INFORMATION.
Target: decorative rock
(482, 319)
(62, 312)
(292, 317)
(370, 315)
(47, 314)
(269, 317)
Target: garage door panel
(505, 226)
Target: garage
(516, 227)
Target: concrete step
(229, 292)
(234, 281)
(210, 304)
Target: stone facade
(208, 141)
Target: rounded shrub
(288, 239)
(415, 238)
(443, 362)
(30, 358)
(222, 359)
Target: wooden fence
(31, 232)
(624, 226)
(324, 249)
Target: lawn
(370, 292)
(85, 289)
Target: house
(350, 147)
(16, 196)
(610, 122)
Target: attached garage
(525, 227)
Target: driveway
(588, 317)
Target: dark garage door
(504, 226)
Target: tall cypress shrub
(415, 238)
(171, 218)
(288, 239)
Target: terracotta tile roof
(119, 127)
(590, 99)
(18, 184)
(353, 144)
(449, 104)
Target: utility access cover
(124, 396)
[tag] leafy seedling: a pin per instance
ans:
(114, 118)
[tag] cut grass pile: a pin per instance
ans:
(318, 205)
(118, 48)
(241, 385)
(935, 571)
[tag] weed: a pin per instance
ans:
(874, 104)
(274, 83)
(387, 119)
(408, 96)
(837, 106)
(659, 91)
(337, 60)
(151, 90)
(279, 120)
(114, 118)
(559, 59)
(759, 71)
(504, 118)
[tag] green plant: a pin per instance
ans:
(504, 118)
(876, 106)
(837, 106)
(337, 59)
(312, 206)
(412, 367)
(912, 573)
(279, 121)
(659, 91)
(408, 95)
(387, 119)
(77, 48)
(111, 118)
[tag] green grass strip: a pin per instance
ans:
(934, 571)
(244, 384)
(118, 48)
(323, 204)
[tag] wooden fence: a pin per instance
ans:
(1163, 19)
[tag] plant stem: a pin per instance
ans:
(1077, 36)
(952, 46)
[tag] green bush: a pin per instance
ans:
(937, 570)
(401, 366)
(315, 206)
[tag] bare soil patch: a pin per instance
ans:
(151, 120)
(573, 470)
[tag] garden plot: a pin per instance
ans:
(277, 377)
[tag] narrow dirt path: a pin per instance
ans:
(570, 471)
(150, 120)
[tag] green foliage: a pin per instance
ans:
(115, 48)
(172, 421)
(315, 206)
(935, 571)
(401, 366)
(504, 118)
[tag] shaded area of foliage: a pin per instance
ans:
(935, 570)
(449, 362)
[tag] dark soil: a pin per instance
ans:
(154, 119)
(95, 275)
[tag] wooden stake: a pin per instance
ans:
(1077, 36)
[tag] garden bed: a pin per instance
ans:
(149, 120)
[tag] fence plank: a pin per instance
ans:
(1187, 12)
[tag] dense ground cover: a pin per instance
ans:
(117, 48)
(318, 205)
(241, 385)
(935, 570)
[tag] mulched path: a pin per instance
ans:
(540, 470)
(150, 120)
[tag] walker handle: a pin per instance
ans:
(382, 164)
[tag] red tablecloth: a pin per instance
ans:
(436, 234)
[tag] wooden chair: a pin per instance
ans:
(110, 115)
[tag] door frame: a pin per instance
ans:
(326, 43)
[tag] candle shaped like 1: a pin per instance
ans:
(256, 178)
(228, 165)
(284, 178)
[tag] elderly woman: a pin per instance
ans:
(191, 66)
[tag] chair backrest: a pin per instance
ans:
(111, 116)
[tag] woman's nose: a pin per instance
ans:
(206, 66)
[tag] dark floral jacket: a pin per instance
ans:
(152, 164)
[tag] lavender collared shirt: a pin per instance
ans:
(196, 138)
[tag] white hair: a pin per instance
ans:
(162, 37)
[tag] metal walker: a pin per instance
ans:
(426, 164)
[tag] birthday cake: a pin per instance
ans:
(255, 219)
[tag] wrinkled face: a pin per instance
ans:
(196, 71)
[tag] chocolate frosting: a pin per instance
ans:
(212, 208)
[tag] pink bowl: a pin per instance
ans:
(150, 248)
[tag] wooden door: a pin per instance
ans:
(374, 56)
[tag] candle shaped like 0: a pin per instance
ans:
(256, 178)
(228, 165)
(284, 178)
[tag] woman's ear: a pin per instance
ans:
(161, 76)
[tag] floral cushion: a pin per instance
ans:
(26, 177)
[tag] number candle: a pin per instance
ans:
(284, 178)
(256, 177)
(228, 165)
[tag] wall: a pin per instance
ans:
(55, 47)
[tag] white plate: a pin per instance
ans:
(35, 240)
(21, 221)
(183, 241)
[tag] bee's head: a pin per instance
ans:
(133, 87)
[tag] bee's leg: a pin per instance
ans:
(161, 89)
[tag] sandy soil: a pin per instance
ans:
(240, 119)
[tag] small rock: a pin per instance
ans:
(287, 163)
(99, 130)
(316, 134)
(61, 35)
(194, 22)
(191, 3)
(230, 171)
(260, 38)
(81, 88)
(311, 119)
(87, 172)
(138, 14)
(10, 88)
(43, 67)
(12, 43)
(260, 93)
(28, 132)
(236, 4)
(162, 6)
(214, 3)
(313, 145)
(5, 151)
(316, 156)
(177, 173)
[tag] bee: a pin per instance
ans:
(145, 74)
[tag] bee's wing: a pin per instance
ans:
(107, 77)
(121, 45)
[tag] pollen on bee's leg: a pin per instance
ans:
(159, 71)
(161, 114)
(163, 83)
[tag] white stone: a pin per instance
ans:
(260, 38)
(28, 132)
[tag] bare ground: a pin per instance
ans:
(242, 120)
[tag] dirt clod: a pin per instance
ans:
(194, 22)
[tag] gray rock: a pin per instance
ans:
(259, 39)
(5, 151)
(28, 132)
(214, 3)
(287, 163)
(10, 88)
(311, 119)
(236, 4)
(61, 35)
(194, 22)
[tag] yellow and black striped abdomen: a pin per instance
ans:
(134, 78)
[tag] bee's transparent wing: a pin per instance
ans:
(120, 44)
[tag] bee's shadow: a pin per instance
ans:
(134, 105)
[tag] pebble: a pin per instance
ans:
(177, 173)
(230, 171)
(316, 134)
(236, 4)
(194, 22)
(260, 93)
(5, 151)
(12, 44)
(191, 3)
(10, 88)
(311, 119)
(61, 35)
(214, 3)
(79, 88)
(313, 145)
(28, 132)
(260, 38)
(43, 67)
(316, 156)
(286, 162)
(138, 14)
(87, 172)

WHAT TO DO. Transcribe the data exactly.

SOLUTION TO THIS EXERCISE.
Target: decorative rock
(482, 319)
(62, 312)
(292, 317)
(370, 315)
(47, 314)
(269, 317)
Target: garage door panel
(505, 226)
Target: garage
(516, 227)
Target: concrete step
(229, 292)
(234, 281)
(210, 304)
Target: stone facade
(208, 141)
Target: rounded shrub
(288, 239)
(415, 238)
(443, 362)
(30, 358)
(222, 359)
Target: wooden fence
(31, 232)
(624, 226)
(324, 249)
Target: lawn
(370, 292)
(85, 289)
Target: house
(350, 147)
(16, 196)
(610, 122)
Target: attached garage
(525, 227)
Target: driveway
(588, 317)
Target: dark garage door
(504, 226)
Target: tall cypress shrub
(415, 238)
(171, 218)
(288, 239)
Target: terracotta tile roof
(119, 127)
(590, 99)
(18, 184)
(353, 144)
(449, 104)
Target: utility access cover
(124, 396)
[tag] leafy seedling: a pin per instance
ans:
(114, 118)
[tag] cut grass pile: a pin per instance
ans:
(318, 205)
(118, 48)
(241, 385)
(935, 571)
[tag] weed: a pin per instance
ans:
(874, 104)
(274, 83)
(387, 119)
(408, 96)
(837, 106)
(659, 91)
(337, 60)
(151, 90)
(279, 120)
(114, 118)
(559, 59)
(759, 71)
(504, 118)
[tag] green plant: a pin per instance
ans:
(504, 118)
(876, 106)
(837, 106)
(337, 59)
(312, 206)
(412, 367)
(912, 573)
(279, 121)
(659, 91)
(408, 95)
(387, 119)
(77, 48)
(111, 118)
[tag] green grass strip: a pin per instance
ans:
(934, 571)
(244, 384)
(118, 48)
(323, 204)
[tag] wooden fence: a pin per instance
ans:
(1163, 19)
[tag] plant stem: a pin per instance
ans:
(1077, 36)
(952, 46)
[tag] green bush: a pin per instance
ans:
(937, 570)
(401, 366)
(315, 206)
[tag] bare soil patch: a pin per instance
ans:
(151, 120)
(573, 470)
[tag] garden plot: a pin per instance
ans:
(277, 377)
[tag] narrow dirt path: a pin per instance
ans:
(570, 471)
(150, 120)
[tag] green foliage: a pin per instance
ans:
(115, 48)
(172, 421)
(315, 206)
(935, 571)
(401, 366)
(504, 118)
[tag] shaded area of foliage: a pin per instance
ans:
(935, 570)
(449, 362)
[tag] dark soil: a pin per instance
ans:
(154, 119)
(95, 275)
[tag] wooden stake: a pin per instance
ans:
(1077, 36)
[tag] garden bed: a pin per instance
ans:
(149, 120)
[tag] fence plank: a pin per instance
ans:
(1187, 12)
[tag] dense ground cover: a pin per instance
ans:
(117, 48)
(318, 205)
(241, 385)
(935, 570)
[tag] mulched path: a pin per instance
ans:
(540, 470)
(150, 120)
[tag] walker handle: a pin per instance
ans:
(382, 164)
[tag] red tablecloth: a pin per instance
ans:
(436, 234)
[tag] wooden chair: a pin per instance
ans:
(110, 115)
[tag] door frame: a pin per instance
ans:
(326, 43)
[tag] candle shaped like 1: a pin per instance
ans:
(256, 178)
(228, 165)
(284, 178)
[tag] elderly woman: a pin per instance
ans:
(191, 66)
[tag] chair backrest: a pin per instance
ans:
(111, 116)
[tag] woman's nose: a pin per instance
ans:
(206, 66)
[tag] dark floral jacket: a pin per instance
ans:
(152, 164)
[tag] lavender collared shirt: a pin per instance
ans:
(196, 138)
[tag] white hair: a pin per instance
ans:
(162, 37)
[tag] metal walker: a pin per instance
ans:
(426, 164)
[tag] birthday cake: a pin per instance
ans:
(255, 219)
[tag] wrinkled face: a pin per instance
ans:
(196, 71)
[tag] chocolate frosting: a pin per instance
ans:
(212, 208)
[tag] pink bowl: a pin per instance
ans:
(150, 248)
[tag] wooden door: a pin per instance
ans:
(374, 56)
[tag] candle shaped like 0: a pin per instance
ans:
(256, 178)
(228, 165)
(284, 178)
[tag] woman's ear: a pin per instance
ans:
(161, 76)
[tag] floral cushion: a pin per instance
ans:
(26, 177)
[tag] number candle: a pin per instance
ans:
(284, 178)
(256, 177)
(228, 165)
[tag] wall: a pin per instance
ans:
(55, 47)
[tag] white plate: a pin per instance
ans:
(35, 240)
(21, 221)
(183, 241)
[tag] bee's head: a pin per instance
ans:
(133, 87)
[tag] bee's leg: a pin per instance
ans:
(161, 89)
[tag] sandy soil: a pin per instance
ans:
(240, 119)
[tag] small rock: a pin per instance
ans:
(287, 163)
(99, 130)
(316, 134)
(61, 35)
(194, 22)
(191, 3)
(230, 171)
(260, 38)
(81, 88)
(311, 119)
(87, 172)
(138, 14)
(10, 88)
(43, 67)
(12, 43)
(260, 93)
(28, 132)
(236, 4)
(162, 6)
(214, 3)
(313, 145)
(5, 151)
(316, 156)
(177, 173)
[tag] bee: a pin per instance
ans:
(145, 74)
[tag] bee's wing: a pin per instance
ans:
(107, 77)
(121, 45)
[tag] pollen on bee's leg: a pin per instance
ans:
(159, 71)
(161, 114)
(163, 83)
[tag] white stone: a pin per instance
ans:
(260, 38)
(28, 132)
[tag] bare ground: a pin per instance
ans:
(242, 120)
[tag] dirt clod: a pin per instance
ans:
(194, 22)
[tag] gray rock: a pin per instance
ans:
(259, 39)
(5, 151)
(28, 132)
(214, 3)
(287, 163)
(10, 88)
(311, 119)
(236, 4)
(61, 35)
(194, 22)
[tag] yellow and black striped abdomen: a pin per instance
ans:
(134, 78)
[tag] bee's transparent wing: a pin per instance
ans:
(120, 44)
[tag] bee's shadow: a pin per instance
ans:
(134, 105)
[tag] pebble: a pin per instance
ans:
(177, 173)
(230, 171)
(316, 134)
(236, 4)
(194, 22)
(260, 93)
(5, 151)
(12, 44)
(191, 3)
(10, 88)
(311, 119)
(61, 35)
(214, 3)
(79, 88)
(313, 145)
(28, 132)
(260, 38)
(43, 67)
(316, 156)
(286, 162)
(138, 14)
(87, 172)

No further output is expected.